Goal of the exercise:
Answer these questions using the blog passage below, numbering your answers to match.
1. How many calories does someone on the 5:2 diet eat on each of the two restricted days?
2. What did the writer go out to do on New Year's Day?
3. How long has the writer been in recovery from an eating disorder?

Supplied passage:
+ + + + +

One diet I have a serious problem with is the 5:2 diet, where the participant eats normally 5 days a week, then eats 500 calories for 2 days. A friend of mine is currently embarking on this plan, and said on Facebook that she "dreads life 2 days a week!" How sad. Life's far, far too short to 'dread life' and starve oneself, and nobody should wake up wishing time away simply because they won't eat that day. To me, this seems a thoroughly unsustainable way of  living and completely miserable; trust me, been there, done that. This morning, I flicked onto The Daily Mail website (I know, I know, I shouldn't…) and the main story is about 4 women who lost weight on this crazy plan. I completely understand that weight loss is a healthy necessity for some, and in that sense I have no problem with it, but I firmly believe it should be conducted in a sensible and sustainable fashion. One woman writes that she's now maintaining her weight and "only fasting for one day a week." Again, this strikes me as tragic; we shouldn't have to be fasting at all. What happened to everything in moderation?

Just because it is January, and the Daily Mail are telling everyone that they must look toned and spend a portion of their life hungry to be in control, doesn't mean we all have to do it.

Thursday, 2 January 2014

Starting today - an intention to change

I'm well aware that there must be thousands of these posts on January 2nd, but as I sit here enjoying some 'me' time while the family are out, what better time to set up my new blogging adventure?

Of course, January 1st would have been a more traditional day to begin, but I was implementing another new decision all day; a decision to get out there and enjoy life and all the adventures that it holds. Spooked by a poor forecast and feeling rather lethargic, I was sorely tempted to stay inside and celebrate New Years Day by fermenting in front of the fire. But given that staying inside has led to me feeling really grim lately, I decided to buck up and get out there - we were going racing! 
We got cold, a bit damp and very tired - but y'know what? I had a great time. The people were jolly, the racing was really good (if you come to know me, you'll realise that horse racing is one of my greatest loves) and just getting out in the fresh air was a relief after all the inside time that the festive season brings. Pushing myself a little pays off, and today I appreciate the chance to have a day inside. 

So, why have I started blogging under this cringey title today? Well, my story is thus; I have an eating disorder and have been in recovery for over a year now. Great progress has been made since the dark days of starvation, isolation and exercise but, as we embark on 2014, I have realised that my recovery is now stagnant. Almost weight-restored, less anxious and much more normal looking, it is tempting for me to say 'That's it, I'm done!' But I am not. By a long shot. Aside from the small amount of weight I still have to come to terms with putting on, my mind feels a very, very long way behind my body. I no longer push myself, no longer challenge myself, have neglected to take great care of myself of late, and this feeling of 'stuckness' is wearing me down. It's wearing my family and treatment team down too. So, in an effort to unstick myself, I've decided to start blogging. 

"It does not matter how slowly you go, so long as you do not stop." Confucius

I like that quote a lot, but I feel that I personally have taken my foot off the gas too much, and that has to change. I'm entering my 24th year in the world and want to make it a good one, not one controlled by ED. I hate New Years Resolutions (after all, the last one I made and stuck to ended me up here…) and endeavour not to make any, but today marks my intention to change. I shall have to be brave, I shall have to be bold, but I will find the magic.

+ + + + +

Dataset entries:
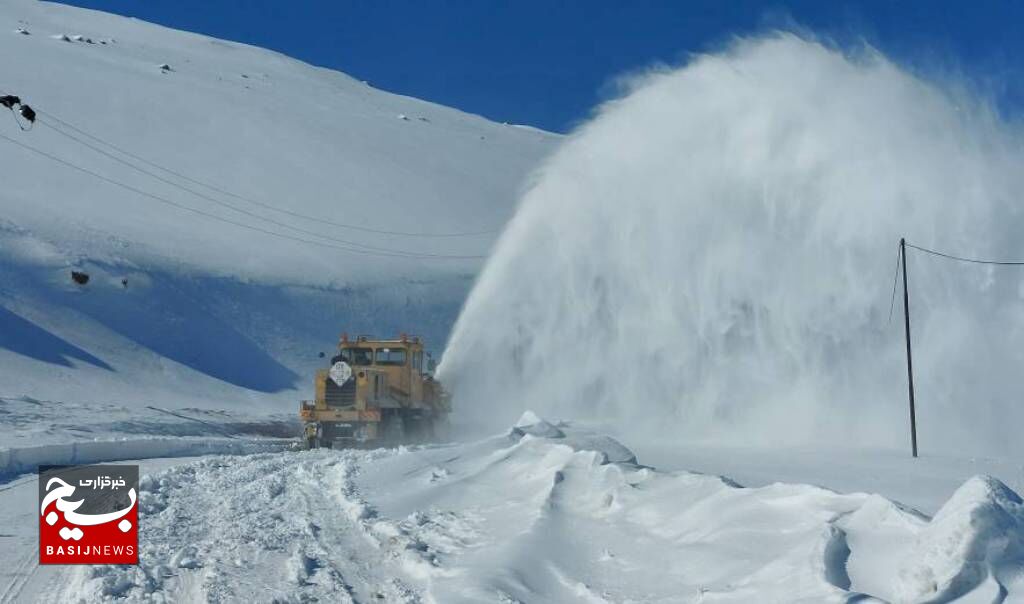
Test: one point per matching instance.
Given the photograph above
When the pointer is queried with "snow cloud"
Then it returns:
(713, 255)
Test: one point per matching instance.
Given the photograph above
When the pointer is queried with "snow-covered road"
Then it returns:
(544, 514)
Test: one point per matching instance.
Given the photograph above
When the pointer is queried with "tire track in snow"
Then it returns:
(265, 527)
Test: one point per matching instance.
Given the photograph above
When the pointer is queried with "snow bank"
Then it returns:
(978, 535)
(214, 313)
(537, 518)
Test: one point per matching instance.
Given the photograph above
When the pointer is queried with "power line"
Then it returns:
(316, 219)
(892, 300)
(220, 218)
(963, 259)
(229, 206)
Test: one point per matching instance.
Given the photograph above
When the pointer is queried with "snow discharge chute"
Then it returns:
(712, 257)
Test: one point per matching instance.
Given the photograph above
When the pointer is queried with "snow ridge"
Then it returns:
(525, 518)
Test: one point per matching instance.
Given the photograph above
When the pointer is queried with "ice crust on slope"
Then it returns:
(525, 518)
(215, 315)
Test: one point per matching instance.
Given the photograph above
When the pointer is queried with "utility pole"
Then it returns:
(909, 358)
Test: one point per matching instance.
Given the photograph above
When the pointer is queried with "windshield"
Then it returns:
(391, 356)
(357, 356)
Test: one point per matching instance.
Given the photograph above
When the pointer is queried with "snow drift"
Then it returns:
(713, 256)
(544, 513)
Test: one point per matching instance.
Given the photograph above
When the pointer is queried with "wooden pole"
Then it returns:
(909, 358)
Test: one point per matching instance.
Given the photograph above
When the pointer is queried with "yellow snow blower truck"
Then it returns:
(375, 393)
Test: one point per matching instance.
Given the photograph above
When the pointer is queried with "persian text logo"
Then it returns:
(88, 514)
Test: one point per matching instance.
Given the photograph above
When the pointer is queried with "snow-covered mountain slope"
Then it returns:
(243, 216)
(543, 514)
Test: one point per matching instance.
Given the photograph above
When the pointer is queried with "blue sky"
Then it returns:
(548, 62)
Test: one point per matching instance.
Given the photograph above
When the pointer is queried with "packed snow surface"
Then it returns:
(535, 516)
(713, 257)
(178, 172)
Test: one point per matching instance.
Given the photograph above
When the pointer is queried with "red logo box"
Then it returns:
(88, 514)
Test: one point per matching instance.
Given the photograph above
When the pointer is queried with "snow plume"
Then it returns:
(713, 255)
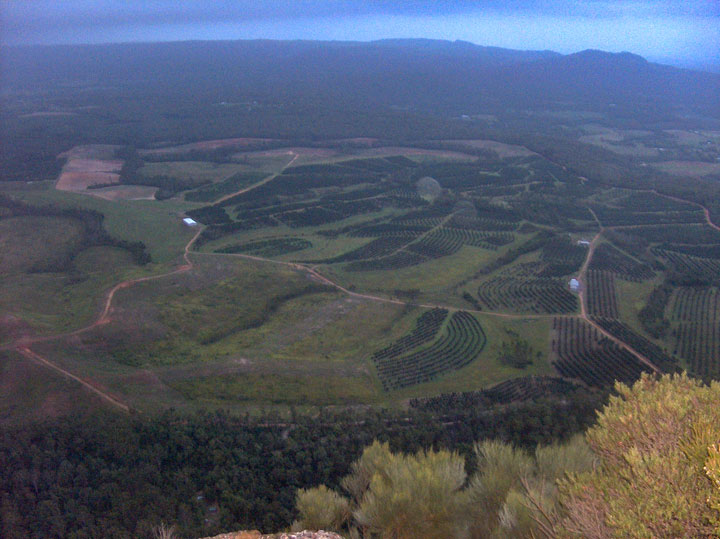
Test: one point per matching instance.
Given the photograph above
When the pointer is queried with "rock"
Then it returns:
(254, 534)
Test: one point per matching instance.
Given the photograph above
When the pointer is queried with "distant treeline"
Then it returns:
(93, 234)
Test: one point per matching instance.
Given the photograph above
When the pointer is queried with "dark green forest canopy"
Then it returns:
(115, 476)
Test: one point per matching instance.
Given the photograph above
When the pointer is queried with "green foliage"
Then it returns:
(652, 441)
(321, 509)
(393, 495)
(517, 353)
(652, 315)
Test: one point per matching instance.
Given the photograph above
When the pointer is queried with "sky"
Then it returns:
(682, 32)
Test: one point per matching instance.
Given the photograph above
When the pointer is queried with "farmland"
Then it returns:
(333, 276)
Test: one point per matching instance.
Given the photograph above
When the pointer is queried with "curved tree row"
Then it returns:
(460, 343)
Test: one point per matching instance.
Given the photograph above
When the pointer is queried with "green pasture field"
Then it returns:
(245, 335)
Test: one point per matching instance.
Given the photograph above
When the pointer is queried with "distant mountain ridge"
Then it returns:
(418, 74)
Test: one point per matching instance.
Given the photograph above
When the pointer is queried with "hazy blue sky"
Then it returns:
(686, 31)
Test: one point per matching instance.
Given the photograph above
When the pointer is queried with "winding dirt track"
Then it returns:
(25, 351)
(22, 346)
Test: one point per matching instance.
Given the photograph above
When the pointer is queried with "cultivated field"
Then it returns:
(329, 276)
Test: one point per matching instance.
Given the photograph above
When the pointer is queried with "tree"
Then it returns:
(655, 473)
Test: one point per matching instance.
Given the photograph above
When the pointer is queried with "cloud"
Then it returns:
(655, 28)
(29, 16)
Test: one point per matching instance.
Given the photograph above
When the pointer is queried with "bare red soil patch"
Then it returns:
(207, 145)
(125, 192)
(13, 328)
(89, 165)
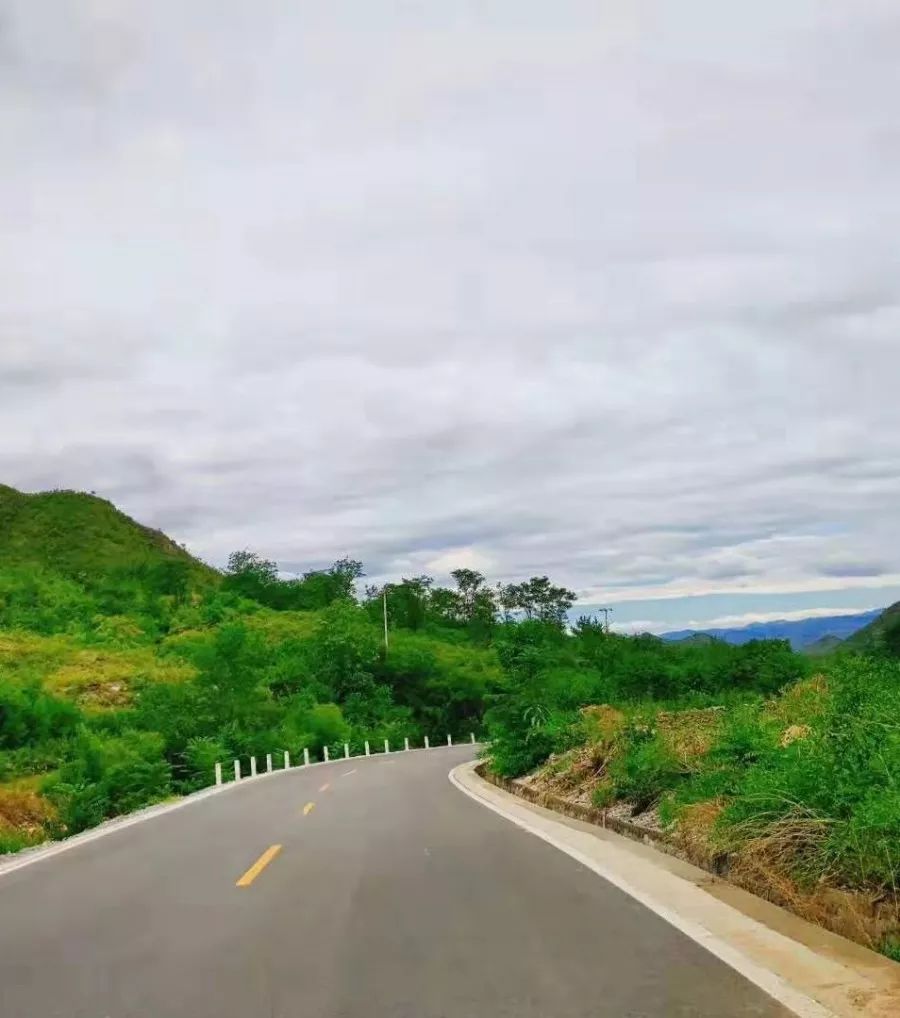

+ + + + +

Task solution:
1. 500 calories.
2. They went to the horse racing.
3. Over a year.